Copy the material below word for word, omitting the pictures.
══ RAW RECORDS ══
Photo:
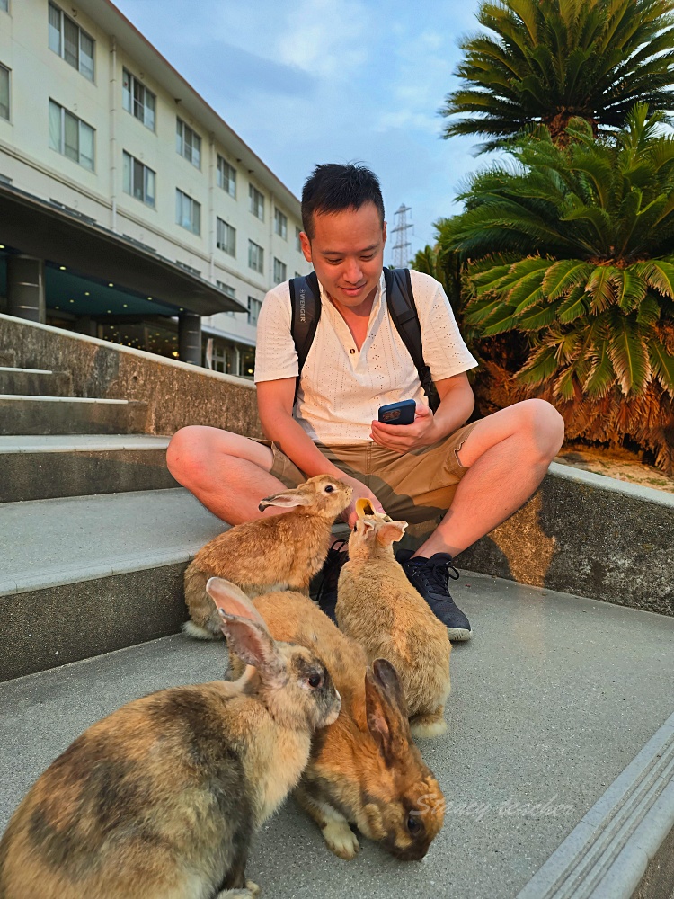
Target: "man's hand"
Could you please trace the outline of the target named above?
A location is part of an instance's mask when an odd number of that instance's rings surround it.
[[[350,487],[353,487],[353,496],[351,496],[350,505],[347,506],[340,516],[342,521],[346,521],[350,528],[353,528],[353,525],[356,523],[356,519],[358,518],[358,515],[356,514],[356,500],[359,500],[361,497],[368,499],[372,503],[372,507],[375,512],[386,514],[384,512],[384,506],[377,500],[369,487],[366,487],[362,481],[358,481],[355,477],[350,477],[343,472],[340,472],[338,476],[341,481],[343,481]]]
[[[430,409],[423,403],[417,403],[416,415],[412,424],[373,422],[371,437],[379,446],[404,453],[420,447],[430,447],[440,440],[442,434],[438,432]]]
═══
◆ **SOLVED EXERCISE**:
Photo:
Target: "man's hand"
Could you please trace the outline of the target named above?
A location is part of an instance's mask when an odd number of that instance's rings surround it.
[[[350,487],[353,487],[353,496],[351,496],[350,505],[347,506],[340,516],[342,521],[346,521],[350,528],[353,528],[353,525],[356,523],[356,519],[358,518],[358,515],[356,514],[356,500],[359,500],[361,497],[368,499],[372,503],[372,507],[375,512],[386,514],[384,512],[384,506],[377,500],[369,487],[366,487],[362,481],[358,481],[355,477],[350,477],[343,472],[340,472],[338,476],[341,481],[343,481]]]
[[[430,409],[423,403],[417,403],[416,415],[412,424],[373,422],[371,437],[379,446],[404,453],[420,447],[430,447],[440,440],[442,434],[438,432]]]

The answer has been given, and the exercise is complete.